======== ページ抜粋
新型コロナウイルスの感染防止で外出自粛が続くなか、マスクを悪用した新手の送り付け詐欺など、在宅者を狙った悪徳商法も増えている。住宅リフォームの点検商法もその一つだ。
在宅時間が長い今、住宅リフォームの点検商法に注意!
3月末に住宅リフォーム・紛争処理支援センターが、住宅リフォームの悪質な「点検商法」に注意を呼び掛け、消費者庁等の注意喚起チラシを紹介した。

実は、点検商法に遭遇したという人の話を聞いたことがある。在宅していたところ、近所でリフォーム工事をしている事業者だと名乗る人が訪れ、「屋根の瓦が剥がれているので改修が必要だ。自分で屋根に上がって作業ができるか?」と聞いてきた。それができたので「できる」と答えてその場は終わり、後で屋根に上がったところ、瓦に異常はなかった。そこで、点検商法だったことに気づいたという次第だ。
屋根に上がったり、床下にもぐったりといったことは、普通の人には難易度が高い。そこで、雨漏りやシロアリ、給排水管の水漏れなどを口実に家に入って建物を見て回り、不具合があると言い立て、法外な費用の工事の契約を取り付けようというカラクリだ。不安をあおり、家に入り込んで断りづらい状況をつくったうえでしつこく勧誘するので、断り切れずに契約してしまったという被害者も多い。
契約してしまった場合、訪問販売による取引で契約書を受け取った日から8日以内であれば「クーリングオフ」で契約を解除するという方法もある。泣き寝入りせずに、住宅リフォーム・紛争処理支援センターなどに相談しよう。
こうした被害に遭わないためには、家の不具合を指摘されても、知らない事業者は家に上げないことだ。「知っている事業者がいるから、そこに見てもらう」などと言って、家に上げる前にきっぱり断わろう。そして、本当に不具合があるかどうか気になる場合は、所在のわかっているリフォーム事業者に見てもらい、建物の状態を確かめるのがよい。
リフォーム工事は複数事業者から相見積もりを取るのが基本
さて、家に不具合があったり、改修したい箇所があったりする場合は、リフォーム事業者に現地調査をさせて、見積もりを出してもらうことになる。専門知識のない一般の人には、この見積もりが難敵。妥当な額かどうか判断するのがなかなか難しいからだ。
そこでおススメしているのが、複数の事業者から相見積もりを取り、それらを比較することだ。ここで間違えてはいけないのが、見積もりの金額だけを見て、安いほうに決めてしまうこと。もちろん、支払う費用は安いほど良いが、契約した後でやっぱりこの費用も必要だったと追加費用が発生し、結果的に同じ程度の額になるということもありえる。
================
======== データ一覧
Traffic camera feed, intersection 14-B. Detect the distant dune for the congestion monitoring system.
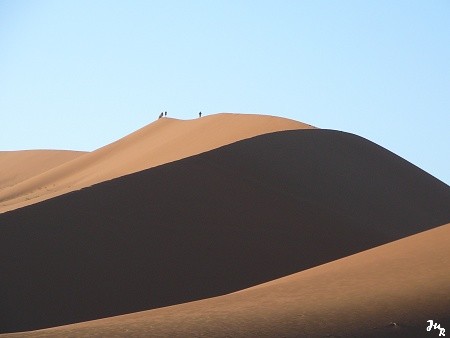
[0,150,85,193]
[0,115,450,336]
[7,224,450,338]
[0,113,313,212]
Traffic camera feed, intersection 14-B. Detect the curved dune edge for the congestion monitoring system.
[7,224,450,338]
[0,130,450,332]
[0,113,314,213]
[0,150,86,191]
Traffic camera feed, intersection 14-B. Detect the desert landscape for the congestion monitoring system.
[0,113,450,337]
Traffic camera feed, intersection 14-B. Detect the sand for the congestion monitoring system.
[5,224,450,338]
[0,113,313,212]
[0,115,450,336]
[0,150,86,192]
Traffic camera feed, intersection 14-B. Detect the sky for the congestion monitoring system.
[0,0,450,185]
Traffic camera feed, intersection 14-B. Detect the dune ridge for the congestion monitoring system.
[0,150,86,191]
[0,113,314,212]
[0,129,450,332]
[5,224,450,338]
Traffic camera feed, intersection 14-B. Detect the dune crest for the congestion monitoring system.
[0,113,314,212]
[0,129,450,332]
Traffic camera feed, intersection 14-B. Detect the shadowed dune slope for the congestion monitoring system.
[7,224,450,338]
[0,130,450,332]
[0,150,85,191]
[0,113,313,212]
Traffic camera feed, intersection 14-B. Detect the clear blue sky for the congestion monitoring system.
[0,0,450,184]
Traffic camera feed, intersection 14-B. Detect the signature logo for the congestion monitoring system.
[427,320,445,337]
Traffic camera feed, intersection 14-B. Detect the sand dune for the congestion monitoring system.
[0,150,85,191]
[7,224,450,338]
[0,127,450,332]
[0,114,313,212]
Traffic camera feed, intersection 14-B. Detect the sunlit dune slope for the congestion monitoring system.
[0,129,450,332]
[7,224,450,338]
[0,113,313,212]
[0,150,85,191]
================
割り当て課題 A ->
ページ抜粋によると、訪問販売による取引で契約した場合にクーリングオフで契約を解除できるのは、いつまでか。
割り当て課題 B ->
ページ抜粋のうち、「そこでおススメしているのが、」で始まり「になるということもありえる。」まで続く部分を、一字一句変えずに打ち直してください。

演習の出力 A ->
契約書を受け取った日から8日以内。

演習の出力 B ->
そこでおススメしているのが、複数の事業者から相見積もりを取り、それらを比較することだ。ここで間違えてはいけないのが、見積もりの金額だけを見て、安いほうに決めてしまうこと。もちろん、支払う費用は安いほど良いが、契約した後でやっぱりこの費用も必要だったと追加費用が発生し、結果的に同じ程度の額になるということもありえる。